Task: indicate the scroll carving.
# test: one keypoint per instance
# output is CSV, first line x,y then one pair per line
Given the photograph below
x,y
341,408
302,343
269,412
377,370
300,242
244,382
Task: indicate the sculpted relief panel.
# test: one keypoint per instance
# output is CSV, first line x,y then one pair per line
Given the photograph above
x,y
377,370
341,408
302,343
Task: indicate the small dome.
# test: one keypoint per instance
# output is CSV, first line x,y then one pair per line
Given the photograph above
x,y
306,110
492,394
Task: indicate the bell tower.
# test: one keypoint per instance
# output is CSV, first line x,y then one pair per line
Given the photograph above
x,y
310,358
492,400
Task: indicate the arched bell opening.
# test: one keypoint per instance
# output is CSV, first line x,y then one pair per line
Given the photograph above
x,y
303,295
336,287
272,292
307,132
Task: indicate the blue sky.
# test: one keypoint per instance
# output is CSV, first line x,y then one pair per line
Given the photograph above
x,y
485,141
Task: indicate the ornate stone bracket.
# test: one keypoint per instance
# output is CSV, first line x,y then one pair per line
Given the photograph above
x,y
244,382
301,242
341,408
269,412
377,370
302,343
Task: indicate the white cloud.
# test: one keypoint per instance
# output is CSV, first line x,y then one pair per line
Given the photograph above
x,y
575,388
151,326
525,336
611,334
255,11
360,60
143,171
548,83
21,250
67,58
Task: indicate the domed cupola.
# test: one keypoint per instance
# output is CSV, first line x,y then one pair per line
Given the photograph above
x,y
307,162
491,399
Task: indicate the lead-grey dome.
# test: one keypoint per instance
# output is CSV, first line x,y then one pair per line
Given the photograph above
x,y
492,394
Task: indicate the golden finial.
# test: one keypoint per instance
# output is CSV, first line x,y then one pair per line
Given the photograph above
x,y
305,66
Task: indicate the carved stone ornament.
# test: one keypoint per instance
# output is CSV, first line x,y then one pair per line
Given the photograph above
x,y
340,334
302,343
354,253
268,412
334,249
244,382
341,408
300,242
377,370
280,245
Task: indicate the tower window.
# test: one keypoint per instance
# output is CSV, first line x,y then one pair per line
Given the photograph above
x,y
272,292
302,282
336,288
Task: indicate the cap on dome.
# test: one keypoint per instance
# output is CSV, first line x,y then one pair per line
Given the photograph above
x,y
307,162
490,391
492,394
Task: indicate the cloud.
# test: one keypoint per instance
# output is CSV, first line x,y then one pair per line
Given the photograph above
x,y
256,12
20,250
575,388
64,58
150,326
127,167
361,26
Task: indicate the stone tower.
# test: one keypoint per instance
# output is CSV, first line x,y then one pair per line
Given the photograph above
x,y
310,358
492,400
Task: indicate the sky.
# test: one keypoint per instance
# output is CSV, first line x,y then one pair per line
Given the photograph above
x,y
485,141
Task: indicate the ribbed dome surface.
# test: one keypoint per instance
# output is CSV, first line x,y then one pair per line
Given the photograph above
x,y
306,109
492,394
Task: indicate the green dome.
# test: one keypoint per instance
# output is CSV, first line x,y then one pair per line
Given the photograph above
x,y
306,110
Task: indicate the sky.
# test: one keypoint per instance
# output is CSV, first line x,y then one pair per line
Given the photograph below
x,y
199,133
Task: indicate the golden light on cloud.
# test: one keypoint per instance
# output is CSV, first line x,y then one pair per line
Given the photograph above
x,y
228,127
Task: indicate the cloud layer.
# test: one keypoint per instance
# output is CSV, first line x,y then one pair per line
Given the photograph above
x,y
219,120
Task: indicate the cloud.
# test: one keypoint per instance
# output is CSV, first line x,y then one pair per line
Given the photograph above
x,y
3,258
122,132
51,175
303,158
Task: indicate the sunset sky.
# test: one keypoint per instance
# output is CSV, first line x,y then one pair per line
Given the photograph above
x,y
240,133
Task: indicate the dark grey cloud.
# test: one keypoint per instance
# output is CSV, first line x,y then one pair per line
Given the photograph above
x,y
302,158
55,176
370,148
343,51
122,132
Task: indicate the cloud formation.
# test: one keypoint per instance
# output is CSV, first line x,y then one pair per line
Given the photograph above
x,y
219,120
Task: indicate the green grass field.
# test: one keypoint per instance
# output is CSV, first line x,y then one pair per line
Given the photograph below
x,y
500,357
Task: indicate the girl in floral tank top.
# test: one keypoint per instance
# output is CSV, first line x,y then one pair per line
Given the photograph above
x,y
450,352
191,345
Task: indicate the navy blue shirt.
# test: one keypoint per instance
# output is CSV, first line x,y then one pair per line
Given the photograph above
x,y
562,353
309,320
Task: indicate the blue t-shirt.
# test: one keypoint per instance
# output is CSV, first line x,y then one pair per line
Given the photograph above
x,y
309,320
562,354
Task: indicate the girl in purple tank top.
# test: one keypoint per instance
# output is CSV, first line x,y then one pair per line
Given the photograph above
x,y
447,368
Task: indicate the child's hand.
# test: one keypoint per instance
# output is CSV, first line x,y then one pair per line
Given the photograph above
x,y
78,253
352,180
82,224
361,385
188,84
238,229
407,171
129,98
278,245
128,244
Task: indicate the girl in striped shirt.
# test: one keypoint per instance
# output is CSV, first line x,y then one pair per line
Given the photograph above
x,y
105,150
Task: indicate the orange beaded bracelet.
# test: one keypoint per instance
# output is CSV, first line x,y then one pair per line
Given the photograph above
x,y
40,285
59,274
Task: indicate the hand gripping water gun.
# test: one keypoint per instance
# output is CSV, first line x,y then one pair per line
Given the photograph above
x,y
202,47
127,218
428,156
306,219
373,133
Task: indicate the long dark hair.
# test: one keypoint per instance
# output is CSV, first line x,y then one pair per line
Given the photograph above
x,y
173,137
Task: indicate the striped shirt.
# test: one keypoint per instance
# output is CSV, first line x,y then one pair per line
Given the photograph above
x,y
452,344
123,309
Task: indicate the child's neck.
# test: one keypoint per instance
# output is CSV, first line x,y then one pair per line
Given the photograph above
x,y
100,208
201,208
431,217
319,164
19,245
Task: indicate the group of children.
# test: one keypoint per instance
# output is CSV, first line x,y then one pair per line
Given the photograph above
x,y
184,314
━━━━━━━━━━━━━━━━
The exercise: Retype the records above exactly.

Solution:
Task: indicate the scroll carving.
# test: one keypoint per instance
# output is CSV, first line x,y then one pair per line
Given the photograph below
x,y
341,408
302,343
269,412
377,370
300,242
244,382
Task: indicate the sculpted relief panel.
# test: one keypoint per instance
# output is CSV, first line x,y then one pair per line
Given the photograph above
x,y
377,370
341,408
302,343
Task: indicate the small dome.
# test: one keypoint per instance
# output is CSV, first line x,y then one pair per line
Given the photograph above
x,y
306,110
492,394
Task: indicate the bell tower.
# test: one keypoint per instance
# output is CSV, first line x,y then one pair per line
Given the photograph above
x,y
310,358
492,400
Task: indicate the arched bell opening.
# test: one keypoint per instance
# output is CSV, first line x,y then one pair per line
Given the photograph above
x,y
303,295
336,287
272,292
307,132
Task: indicate the blue sky.
# test: one keypoint per instance
# output is CSV, first line x,y then one pair per line
Given the photograph above
x,y
485,141
Task: indicate the ornate stone bracket.
# test: one keypoint per instance
# output is CSV, first line x,y then one pair per line
Given the photograph above
x,y
244,382
301,242
341,408
269,412
377,370
302,343
Task: indicate the white cloud.
# test: one keypoint per instance
# output is CSV, first line x,y then one pair per line
Given the photograph above
x,y
575,388
151,326
525,336
611,334
255,11
360,60
143,171
548,83
21,250
67,58
Task: indicate the domed cupola.
# test: one keypoint per instance
# output is CSV, first line x,y then one pair per line
Given the photograph above
x,y
307,162
491,399
Task: indicate the lead-grey dome.
# test: one keypoint per instance
# output is CSV, first line x,y then one pair per line
Given the photograph above
x,y
492,394
Task: indicate the golden finial.
# test: one keypoint per instance
# output is CSV, first line x,y then one pair per line
Given the photograph above
x,y
305,66
Task: indicate the carved stone ornament.
# test: one keypoint per instance
# output is CSV, first line x,y then one pair per line
Given the photograph above
x,y
340,334
302,343
354,253
268,412
334,249
244,382
341,408
300,242
377,370
280,245
Task: indicate the tower window.
# test: one keypoint per instance
# output is CSV, first line x,y then one pair per line
Given the photograph above
x,y
272,292
302,282
336,288
Task: indicate the cap on dome.
# test: one keypoint per instance
# output is CSV, first line x,y then one pair per line
Given the photograph above
x,y
307,162
490,391
492,394
Task: indicate the cloud.
# test: one keypoint per instance
# output is CSV, first line x,y then one pair per line
Given the photograph above
x,y
256,12
20,250
575,388
64,58
150,326
127,167
361,26
Task: indicate the stone tower.
# test: one keypoint per instance
# output is CSV, first line x,y then one pair per line
Given the photograph above
x,y
310,358
492,400
Task: indicate the sky.
# test: one keypoint per instance
# output is CSV, first line x,y then one pair per line
Given the photograph above
x,y
485,141
Task: indicate the ribbed dome surface.
# test: one keypoint per instance
# output is CSV, first line x,y then one pair per line
Given the photograph above
x,y
306,109
492,394
Task: indicate the green dome.
# test: one keypoint per instance
# output is CSV, first line x,y then one pair per line
Given the photograph above
x,y
306,110
Task: indicate the sky.
# test: one keypoint per instance
# output is CSV, first line x,y then one pair per line
Given the photograph below
x,y
199,133
Task: indicate the golden light on cloud.
# test: one keypoint per instance
# output is CSV, first line x,y then one pair per line
Given the photograph above
x,y
228,127
Task: indicate the cloud layer.
# test: one keypoint per instance
# output is CSV, first line x,y then one pair per line
Given the photograph above
x,y
219,120
Task: indicate the cloud.
# test: one keypoint per instance
# output is CSV, first line x,y then one pair per line
Given the photograph above
x,y
3,258
122,132
51,175
303,158
Task: indicate the sunset sky.
# test: one keypoint per instance
# output is CSV, first line x,y then one pair per line
Given the photograph above
x,y
240,133
Task: indicate the dark grey cloud.
# test: one keypoint per instance
# output is CSV, first line x,y then one pair per line
Given the photograph above
x,y
302,158
55,176
370,148
343,51
122,132
Task: indicate the cloud formation.
# test: one keypoint per instance
# output is CSV, first line x,y then one pair per line
Given the photograph above
x,y
219,120
Task: indicate the green grass field.
# test: one keypoint per instance
# output is CSV, first line x,y then one pair per line
Given the photograph below
x,y
500,357
Task: indicate the girl in floral tank top.
# test: one keypoint per instance
# output is CSV, first line x,y then one pair per line
Given the photograph above
x,y
450,352
191,345
Task: indicate the navy blue shirt.
# test: one keypoint per instance
# output is CSV, first line x,y then one pair per line
Given the photograph above
x,y
562,353
309,320
Task: indicate the blue t-shirt.
# test: one keypoint per instance
# output is CSV, first line x,y then one pair per line
Given the photograph above
x,y
309,320
562,354
Task: indicate the girl in purple tank top.
# test: one keypoint per instance
# output is CSV, first line x,y then one pair per line
Given the photograph above
x,y
447,368
Task: indicate the child's hand.
# test: one keypoint per instance
# output is CSV, first line x,y then one pair per line
Given the photograph above
x,y
78,253
352,180
82,224
361,385
188,84
238,229
407,171
129,98
278,245
128,244
Task: indicate the girl in striped shirt.
# test: one keypoint per instance
# output is CSV, first line x,y then one pair per line
Given the photograph above
x,y
105,150
Task: indicate the orange beaded bracelet.
# test: one keypoint per instance
# output is CSV, first line x,y then one pair per line
Given the photograph above
x,y
40,285
59,274
Task: indicate the hand gripping water gun.
# test: one keypoint per instance
# output is CSV, first line x,y then one pair per line
Given the photograph above
x,y
202,47
127,218
428,156
306,219
373,133
Task: indicate the long dark hair.
# test: one keypoint per instance
# output is CSV, first line x,y then one pair per line
Given the photograph above
x,y
173,137
Task: indicate the striped shirt.
# test: one keypoint per instance
# output is CSV, first line x,y then one pair per line
Given the photograph above
x,y
452,344
123,309
Task: indicate the child's neck.
# test: one keypoint per instance
# output is CSV, first line x,y then one pair per line
Given the photograph above
x,y
100,208
201,208
431,217
319,164
19,245
Task: indicate the group of children.
# test: one keypoint per instance
# output is CSV, first line x,y then one pair per line
Given the photograph above
x,y
184,314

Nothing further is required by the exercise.